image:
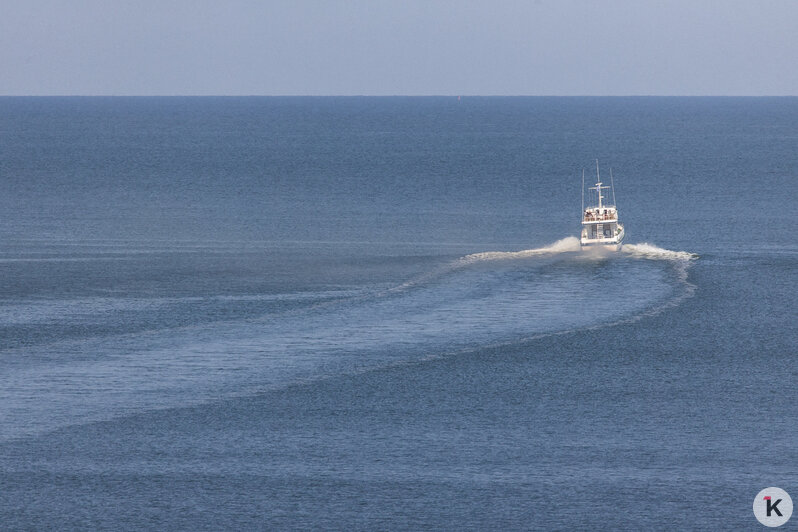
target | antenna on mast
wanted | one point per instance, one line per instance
(583, 191)
(613, 188)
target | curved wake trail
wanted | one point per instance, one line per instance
(481, 300)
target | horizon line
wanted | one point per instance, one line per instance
(398, 95)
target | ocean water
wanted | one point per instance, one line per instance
(373, 313)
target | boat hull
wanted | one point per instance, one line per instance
(602, 246)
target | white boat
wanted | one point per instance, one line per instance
(600, 226)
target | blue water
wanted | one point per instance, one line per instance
(372, 313)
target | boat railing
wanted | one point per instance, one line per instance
(599, 217)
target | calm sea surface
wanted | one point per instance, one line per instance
(371, 313)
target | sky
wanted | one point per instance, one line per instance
(399, 47)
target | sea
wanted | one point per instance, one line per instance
(373, 313)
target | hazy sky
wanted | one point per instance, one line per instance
(375, 47)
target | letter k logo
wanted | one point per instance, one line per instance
(772, 507)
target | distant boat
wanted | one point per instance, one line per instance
(600, 225)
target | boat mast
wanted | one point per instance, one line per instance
(612, 183)
(583, 191)
(598, 184)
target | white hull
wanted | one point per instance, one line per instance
(610, 244)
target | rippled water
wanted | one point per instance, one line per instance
(368, 313)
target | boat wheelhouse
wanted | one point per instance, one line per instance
(600, 225)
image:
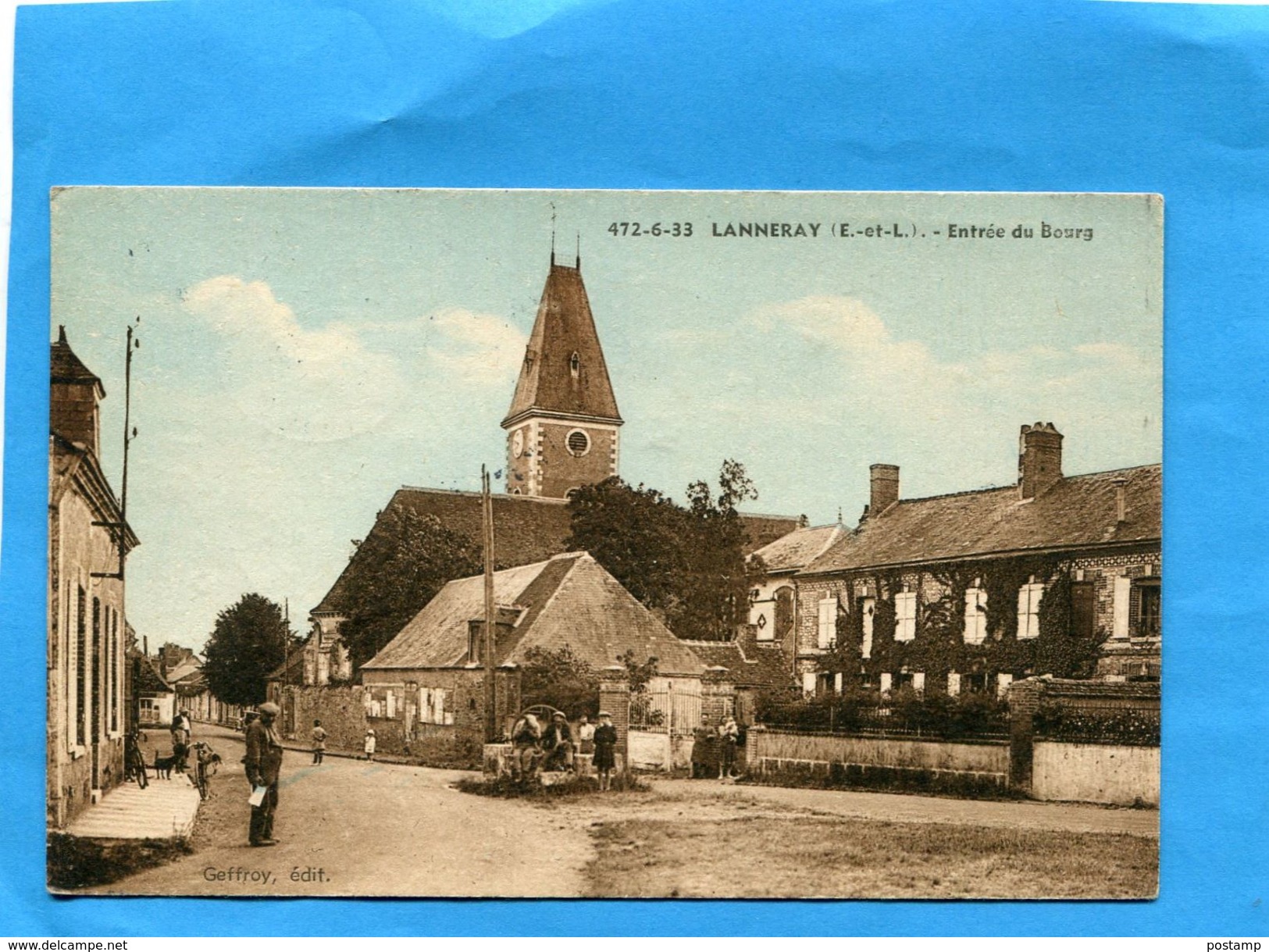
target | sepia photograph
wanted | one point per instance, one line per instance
(599, 544)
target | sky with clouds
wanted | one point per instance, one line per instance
(306, 352)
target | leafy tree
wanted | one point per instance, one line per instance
(561, 679)
(250, 639)
(686, 562)
(404, 562)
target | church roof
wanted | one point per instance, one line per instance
(798, 547)
(526, 528)
(65, 365)
(566, 601)
(564, 326)
(1076, 512)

****************

Return the entries above exactly as they appear. Pictures should not be copied.

image:
target | antenna on mast
wanted | one point per instance, one line per instance
(583, 191)
(613, 188)
target | curved wake trail
wanted | one point per instance, one line per instance
(481, 300)
target | horizon line
wanted | one point per instance, one line per instance
(398, 95)
target | ocean water
wanted | one point per instance, one line per instance
(373, 313)
target | boat hull
wanted | one point per instance, one line per instance
(602, 246)
target | white boat
wanted | one point per instance, one line per instance
(600, 226)
target | blue water
wanted | one point per instance, one line per instance
(372, 313)
target | boat railing
wanted | one point per instance, one line per instance
(599, 217)
target | calm sea surface
wanted | one point per instance, one line per instance
(371, 313)
target | sky
wanted | one point per instance, one line per instance
(399, 47)
target | sea
wanted | one point per instance, one line per instance
(373, 313)
target | hazy sky
wanted | one point per instance, one line per instance
(375, 47)
target | letter k logo
wanted | one point per instance, one line per instance
(772, 507)
target | distant boat
wanted | one point per instance, one line per instance
(600, 225)
target | boat mast
wanted | one point per instance, one line per instance
(612, 183)
(583, 191)
(598, 184)
target | white hull
wanted | one point per instance, one line per instance
(610, 244)
target | rippled water
wanted | one point per instance, one line per instance
(368, 313)
target | boat wheelhouse
wanted | one point per instance, one line per instance
(600, 225)
image:
target | sepia photograph
wanted | one point per instance, one line per instance
(599, 544)
target | sky with clouds
wanted | one point per instance, one line per instance
(306, 352)
target | leafy tree
wanted | one point per instance, one line per instance
(561, 679)
(250, 639)
(686, 562)
(404, 562)
target | church roof
wanted | one point per instance, one line per instance
(798, 547)
(526, 528)
(65, 365)
(566, 601)
(564, 326)
(1076, 512)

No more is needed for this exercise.